# [SELECTED EXTRACT]
——————

Ion Chromatography (IC)
What's Growing on Barren Land? — Chromatography Digs Deeper
Jan 17 2018 Read 1573 Times
Looking out at dry, empty landscapes, you could be forgiven for thinking that life is nowhere to be found — beside the odd scorpion hiding out from David Attenborough. But these dry lands are actually home to some important critters and understanding them could help scientists know more about our soils and how we can use them. Especially if climate change affects how we grow things nowadays.
Now a team from Berkeley Labs has carried out work on soil microbes and the effect of wetting them. A press release states that: Understanding how microbial communities in the biocrusts adapt to their harsh environments could provide important clues to help shed light on the roles of soil microbes in the global carbon cycle. So, what lurks beneath the dry, baked soil surface?
Microbes just love the rain
Four-tenths of the Earth’s land surface is described as arid. That means that not much in the way of vegetation grows in these environments. But beneath the surface lives a community of diverse microbes, living in the top few millimetres of the soil. Bacteria, fungi and archaea — organisms lacking a defined nucleus — exist in a dry state, asleep under the soil.
But when it rains — they come alive. When the microbes wake up they become metabolically active. And this alters the chemistry of the soil and how the microbes live together. Trent Northen, a senior scientist at Lawrence Berkeley National Laboratory said:
These biocrusts and other soil microbiomes contain a tremendous diversity of both microbes and small molecules (‘metabolites’). However, the connection between the chemical diversity of soil and microbial diversity is poorly understood.

——————

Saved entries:
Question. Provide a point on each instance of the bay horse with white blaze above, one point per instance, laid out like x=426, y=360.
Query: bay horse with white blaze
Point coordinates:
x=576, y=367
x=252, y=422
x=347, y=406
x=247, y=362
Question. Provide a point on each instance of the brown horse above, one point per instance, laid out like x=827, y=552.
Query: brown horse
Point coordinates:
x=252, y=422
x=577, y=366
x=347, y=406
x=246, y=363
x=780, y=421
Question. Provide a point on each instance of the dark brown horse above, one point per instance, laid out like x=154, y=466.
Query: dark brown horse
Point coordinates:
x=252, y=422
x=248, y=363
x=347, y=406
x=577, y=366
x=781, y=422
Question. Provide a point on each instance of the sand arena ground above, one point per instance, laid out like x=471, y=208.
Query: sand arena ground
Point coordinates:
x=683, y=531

——————

# [QUESTIONS TO ANSWER]
**A)** Check each of the following statements against the article on microbes in barren soil, and answer yes or no, quoting the words from the text that decide it: (i) About four-tenths of the Earth's land surface is described as arid. (ii) The microbes live in the top few centimeters of the soil. (iii) Trent Northen says the link between the soil's chemical diversity and its microbial diversity is well understood.
**B)** Carry the article on microbes in barren soil forward from the point where it stops.

# [TASK-BY-TASK RESULTS]
**A)**
(i) Yes: "Four-tenths of the Earth’s land surface is described as arid."
(ii) No: "living in the top few millimetres of the soil."
(iii) No: "the connection between the chemical diversity of soil and microbial diversity is poorly understood."

**B)**
Exometabolomics — metabolic foot printing
The team from Berkeley labs used a process known as exometabolomics to try and find out what happens to the microbes when they get wet after it rains, and they become alive again. Knowing how microbe communities in arid regions react could help scientists understand more about the carbon cycle. Work has previously been carried out in test tubes — but this time the team were interested in how the microbes behaved in their natural environment.
Liquid chromatography mass spectrometry was used to measure the metabolite composition. The preparation of samples and use of MS is discussed in the article, MS Atmospheric Pressure Ionisation Sources: Their Use and Applicability. They report that the process they used allows an understanding of the role of microbes in the environment. Further work will be carried out that might allow the team to predict the nutrients generated by microbes — possibly leading to manipulation of microbes to produce nutrients we need.